» **ACTION ITEM**: Copy exactly, and only, the lines from the one containing "Phrase: dark wooden roof" through the last line of the records below.
# # # # #
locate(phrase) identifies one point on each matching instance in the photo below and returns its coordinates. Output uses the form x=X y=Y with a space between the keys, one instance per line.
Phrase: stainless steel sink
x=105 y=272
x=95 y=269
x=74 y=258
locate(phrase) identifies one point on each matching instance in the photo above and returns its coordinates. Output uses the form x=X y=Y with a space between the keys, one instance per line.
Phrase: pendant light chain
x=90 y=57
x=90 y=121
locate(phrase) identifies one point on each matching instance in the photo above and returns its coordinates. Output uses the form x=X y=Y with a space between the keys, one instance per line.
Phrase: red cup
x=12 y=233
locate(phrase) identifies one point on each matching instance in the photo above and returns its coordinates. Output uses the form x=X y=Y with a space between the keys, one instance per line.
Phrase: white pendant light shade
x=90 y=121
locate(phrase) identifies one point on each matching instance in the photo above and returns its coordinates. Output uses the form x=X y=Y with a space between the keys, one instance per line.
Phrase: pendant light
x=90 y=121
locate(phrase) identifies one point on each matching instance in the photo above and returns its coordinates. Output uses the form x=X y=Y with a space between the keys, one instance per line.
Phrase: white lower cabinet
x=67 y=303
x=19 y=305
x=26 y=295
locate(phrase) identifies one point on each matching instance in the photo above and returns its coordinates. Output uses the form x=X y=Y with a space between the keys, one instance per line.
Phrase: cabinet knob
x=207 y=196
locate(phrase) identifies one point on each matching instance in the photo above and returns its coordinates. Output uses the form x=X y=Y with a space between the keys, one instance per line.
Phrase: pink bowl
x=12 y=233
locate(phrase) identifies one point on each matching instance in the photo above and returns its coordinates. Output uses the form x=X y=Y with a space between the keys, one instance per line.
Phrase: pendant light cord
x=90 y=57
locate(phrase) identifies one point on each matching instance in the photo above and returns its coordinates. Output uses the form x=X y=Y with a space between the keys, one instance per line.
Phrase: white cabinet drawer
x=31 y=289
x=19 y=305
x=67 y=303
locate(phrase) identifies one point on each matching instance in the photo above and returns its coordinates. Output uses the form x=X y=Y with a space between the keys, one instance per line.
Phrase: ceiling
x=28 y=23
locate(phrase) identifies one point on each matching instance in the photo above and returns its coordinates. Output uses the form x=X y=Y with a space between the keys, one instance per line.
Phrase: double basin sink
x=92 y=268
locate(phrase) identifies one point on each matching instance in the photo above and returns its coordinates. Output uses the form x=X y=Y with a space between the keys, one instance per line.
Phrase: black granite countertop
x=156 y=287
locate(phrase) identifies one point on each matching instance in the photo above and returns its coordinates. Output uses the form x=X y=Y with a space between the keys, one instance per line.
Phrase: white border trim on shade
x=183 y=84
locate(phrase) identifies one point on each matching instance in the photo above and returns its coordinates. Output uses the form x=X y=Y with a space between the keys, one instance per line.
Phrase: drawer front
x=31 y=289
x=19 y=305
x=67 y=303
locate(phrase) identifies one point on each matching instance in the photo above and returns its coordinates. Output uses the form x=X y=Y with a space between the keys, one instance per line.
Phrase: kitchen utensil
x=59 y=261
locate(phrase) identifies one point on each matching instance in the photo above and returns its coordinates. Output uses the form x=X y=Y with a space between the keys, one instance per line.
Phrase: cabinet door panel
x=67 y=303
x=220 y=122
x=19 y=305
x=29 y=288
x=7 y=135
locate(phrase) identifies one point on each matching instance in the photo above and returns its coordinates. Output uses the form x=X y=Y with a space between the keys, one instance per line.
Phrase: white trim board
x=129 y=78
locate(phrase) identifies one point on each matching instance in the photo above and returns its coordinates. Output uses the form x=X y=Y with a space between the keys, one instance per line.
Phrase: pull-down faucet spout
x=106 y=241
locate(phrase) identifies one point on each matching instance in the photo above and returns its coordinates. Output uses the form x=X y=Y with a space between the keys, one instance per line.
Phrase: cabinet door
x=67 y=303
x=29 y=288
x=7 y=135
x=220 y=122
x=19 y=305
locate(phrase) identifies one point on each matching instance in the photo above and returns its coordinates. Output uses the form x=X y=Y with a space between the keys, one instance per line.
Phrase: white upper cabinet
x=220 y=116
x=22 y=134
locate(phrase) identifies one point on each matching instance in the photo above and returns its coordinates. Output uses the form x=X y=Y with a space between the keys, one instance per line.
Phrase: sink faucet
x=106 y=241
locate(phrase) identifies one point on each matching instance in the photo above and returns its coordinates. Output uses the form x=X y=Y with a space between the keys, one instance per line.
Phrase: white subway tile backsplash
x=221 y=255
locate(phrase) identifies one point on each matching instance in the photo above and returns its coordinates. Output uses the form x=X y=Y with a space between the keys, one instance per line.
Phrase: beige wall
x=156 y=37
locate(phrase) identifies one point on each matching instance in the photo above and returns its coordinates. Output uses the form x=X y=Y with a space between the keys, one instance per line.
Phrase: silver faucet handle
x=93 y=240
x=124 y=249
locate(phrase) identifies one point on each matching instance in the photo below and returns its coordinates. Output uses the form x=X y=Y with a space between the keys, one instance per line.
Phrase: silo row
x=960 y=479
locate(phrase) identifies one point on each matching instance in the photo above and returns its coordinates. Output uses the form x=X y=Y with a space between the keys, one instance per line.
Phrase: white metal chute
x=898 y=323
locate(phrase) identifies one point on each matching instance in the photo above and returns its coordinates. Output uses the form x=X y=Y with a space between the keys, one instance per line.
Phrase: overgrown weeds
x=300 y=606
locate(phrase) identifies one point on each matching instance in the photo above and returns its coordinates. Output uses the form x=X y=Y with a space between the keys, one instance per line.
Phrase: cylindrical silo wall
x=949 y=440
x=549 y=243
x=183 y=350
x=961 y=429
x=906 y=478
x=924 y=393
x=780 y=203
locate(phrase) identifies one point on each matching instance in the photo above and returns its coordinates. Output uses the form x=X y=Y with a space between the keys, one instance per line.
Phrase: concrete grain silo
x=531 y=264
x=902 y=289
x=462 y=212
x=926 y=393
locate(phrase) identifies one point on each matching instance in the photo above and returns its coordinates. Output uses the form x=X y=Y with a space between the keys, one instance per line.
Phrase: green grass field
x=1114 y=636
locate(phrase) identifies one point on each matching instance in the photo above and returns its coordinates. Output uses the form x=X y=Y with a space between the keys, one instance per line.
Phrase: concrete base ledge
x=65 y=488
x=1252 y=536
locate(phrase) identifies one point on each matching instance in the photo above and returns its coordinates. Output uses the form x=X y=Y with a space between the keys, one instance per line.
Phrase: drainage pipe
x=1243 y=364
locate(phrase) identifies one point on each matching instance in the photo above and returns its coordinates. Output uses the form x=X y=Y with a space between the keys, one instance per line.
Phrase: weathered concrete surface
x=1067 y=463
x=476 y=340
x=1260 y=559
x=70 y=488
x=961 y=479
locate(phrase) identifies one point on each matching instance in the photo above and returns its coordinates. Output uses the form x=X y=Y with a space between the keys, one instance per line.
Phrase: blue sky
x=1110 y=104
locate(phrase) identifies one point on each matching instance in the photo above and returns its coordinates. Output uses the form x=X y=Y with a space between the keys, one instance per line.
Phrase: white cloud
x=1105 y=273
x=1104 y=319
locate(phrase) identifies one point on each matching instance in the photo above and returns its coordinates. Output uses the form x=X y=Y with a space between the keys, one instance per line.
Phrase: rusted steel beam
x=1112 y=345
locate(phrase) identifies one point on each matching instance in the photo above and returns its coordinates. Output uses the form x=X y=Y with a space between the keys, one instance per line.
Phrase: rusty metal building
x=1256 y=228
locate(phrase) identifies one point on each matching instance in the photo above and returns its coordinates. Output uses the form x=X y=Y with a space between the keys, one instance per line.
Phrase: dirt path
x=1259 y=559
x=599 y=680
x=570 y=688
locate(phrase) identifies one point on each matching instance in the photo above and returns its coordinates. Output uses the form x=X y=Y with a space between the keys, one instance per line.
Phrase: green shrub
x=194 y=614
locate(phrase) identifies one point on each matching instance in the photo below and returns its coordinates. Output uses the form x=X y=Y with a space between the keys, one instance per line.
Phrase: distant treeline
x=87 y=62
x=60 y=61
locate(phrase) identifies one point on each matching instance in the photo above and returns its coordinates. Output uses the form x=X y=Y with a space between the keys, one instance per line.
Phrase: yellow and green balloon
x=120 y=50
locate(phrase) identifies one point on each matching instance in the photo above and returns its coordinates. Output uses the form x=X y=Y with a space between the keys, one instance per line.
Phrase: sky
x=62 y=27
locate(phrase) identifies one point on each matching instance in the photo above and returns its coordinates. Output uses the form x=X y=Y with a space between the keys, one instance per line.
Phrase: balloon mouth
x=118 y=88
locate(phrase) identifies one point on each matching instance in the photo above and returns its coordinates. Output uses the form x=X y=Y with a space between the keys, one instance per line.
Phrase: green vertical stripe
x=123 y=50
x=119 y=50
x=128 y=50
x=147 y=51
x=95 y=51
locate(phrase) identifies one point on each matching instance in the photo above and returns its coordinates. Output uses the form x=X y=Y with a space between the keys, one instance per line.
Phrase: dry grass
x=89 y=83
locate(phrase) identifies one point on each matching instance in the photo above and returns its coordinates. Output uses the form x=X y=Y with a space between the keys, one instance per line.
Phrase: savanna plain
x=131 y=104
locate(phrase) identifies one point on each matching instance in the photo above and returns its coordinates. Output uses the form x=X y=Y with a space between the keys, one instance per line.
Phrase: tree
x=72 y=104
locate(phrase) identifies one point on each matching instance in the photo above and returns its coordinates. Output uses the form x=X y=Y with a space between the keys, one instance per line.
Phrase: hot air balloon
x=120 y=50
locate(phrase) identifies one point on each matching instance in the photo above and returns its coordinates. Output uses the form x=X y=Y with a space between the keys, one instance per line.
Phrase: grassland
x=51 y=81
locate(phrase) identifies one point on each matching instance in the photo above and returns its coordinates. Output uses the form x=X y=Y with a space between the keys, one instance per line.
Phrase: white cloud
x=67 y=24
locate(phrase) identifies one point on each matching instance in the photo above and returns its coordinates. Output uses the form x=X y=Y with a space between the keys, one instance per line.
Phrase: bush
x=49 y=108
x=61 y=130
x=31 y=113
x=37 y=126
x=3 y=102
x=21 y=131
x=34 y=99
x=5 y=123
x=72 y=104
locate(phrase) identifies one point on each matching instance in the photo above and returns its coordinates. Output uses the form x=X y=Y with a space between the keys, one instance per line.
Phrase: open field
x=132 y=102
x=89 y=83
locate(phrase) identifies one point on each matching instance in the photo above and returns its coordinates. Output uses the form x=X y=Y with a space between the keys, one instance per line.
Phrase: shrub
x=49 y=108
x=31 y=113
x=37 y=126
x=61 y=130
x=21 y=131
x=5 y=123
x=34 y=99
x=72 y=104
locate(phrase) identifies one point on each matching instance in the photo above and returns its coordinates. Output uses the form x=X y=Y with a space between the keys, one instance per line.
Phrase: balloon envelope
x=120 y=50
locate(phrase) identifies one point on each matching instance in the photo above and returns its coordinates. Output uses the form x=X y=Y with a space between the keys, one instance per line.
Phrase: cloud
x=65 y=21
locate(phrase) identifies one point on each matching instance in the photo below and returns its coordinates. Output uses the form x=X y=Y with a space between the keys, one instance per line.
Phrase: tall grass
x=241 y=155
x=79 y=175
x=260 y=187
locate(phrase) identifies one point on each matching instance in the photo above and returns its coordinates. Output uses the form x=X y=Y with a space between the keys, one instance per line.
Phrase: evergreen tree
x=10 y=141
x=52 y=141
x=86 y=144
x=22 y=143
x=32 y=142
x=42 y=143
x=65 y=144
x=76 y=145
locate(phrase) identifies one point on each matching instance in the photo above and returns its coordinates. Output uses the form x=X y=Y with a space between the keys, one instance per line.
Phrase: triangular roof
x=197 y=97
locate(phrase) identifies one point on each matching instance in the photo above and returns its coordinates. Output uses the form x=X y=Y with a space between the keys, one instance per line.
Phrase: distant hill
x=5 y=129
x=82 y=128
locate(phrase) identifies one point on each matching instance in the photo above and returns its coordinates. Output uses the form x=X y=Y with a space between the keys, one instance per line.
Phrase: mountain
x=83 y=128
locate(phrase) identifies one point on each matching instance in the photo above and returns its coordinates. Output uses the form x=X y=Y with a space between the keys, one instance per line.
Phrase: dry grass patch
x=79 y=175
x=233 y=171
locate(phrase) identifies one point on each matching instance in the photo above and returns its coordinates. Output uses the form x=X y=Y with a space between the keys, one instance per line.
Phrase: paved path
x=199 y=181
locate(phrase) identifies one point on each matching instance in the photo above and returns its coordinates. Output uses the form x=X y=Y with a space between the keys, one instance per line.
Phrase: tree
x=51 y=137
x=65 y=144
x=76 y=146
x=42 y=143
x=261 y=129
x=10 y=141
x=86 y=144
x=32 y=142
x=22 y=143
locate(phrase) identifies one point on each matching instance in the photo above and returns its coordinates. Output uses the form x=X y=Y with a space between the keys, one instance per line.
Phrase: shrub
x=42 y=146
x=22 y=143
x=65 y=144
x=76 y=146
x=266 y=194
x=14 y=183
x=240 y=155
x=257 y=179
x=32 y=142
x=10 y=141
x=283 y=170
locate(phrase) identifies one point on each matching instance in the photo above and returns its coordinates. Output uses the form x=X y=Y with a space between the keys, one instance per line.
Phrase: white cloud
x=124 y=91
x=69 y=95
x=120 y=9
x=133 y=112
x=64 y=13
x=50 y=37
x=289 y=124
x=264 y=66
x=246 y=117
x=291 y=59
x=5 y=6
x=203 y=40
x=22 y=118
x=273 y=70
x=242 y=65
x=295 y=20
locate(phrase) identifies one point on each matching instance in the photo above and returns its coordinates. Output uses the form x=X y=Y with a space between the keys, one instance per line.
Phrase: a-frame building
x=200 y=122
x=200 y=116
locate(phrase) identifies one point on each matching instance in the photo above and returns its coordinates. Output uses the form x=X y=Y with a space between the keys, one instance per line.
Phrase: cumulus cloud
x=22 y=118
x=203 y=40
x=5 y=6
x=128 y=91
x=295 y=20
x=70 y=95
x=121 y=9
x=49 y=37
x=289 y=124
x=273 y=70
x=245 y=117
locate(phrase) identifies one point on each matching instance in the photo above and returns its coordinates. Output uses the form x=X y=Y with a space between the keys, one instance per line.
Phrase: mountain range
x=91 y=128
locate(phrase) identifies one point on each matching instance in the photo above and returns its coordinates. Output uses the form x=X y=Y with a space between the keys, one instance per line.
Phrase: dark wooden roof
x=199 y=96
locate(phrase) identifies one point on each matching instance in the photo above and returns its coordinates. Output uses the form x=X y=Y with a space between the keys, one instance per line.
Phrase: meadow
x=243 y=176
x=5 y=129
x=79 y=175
# # # # #
» **WRITTEN REPLY**:
Phrase: dark wooden roof
x=199 y=96
locate(phrase) identifies one point on each matching instance in the photo above and returns its coordinates. Output uses the form x=X y=Y with a space between the keys, one instance per line.
Phrase: meadow
x=243 y=176
x=5 y=129
x=79 y=175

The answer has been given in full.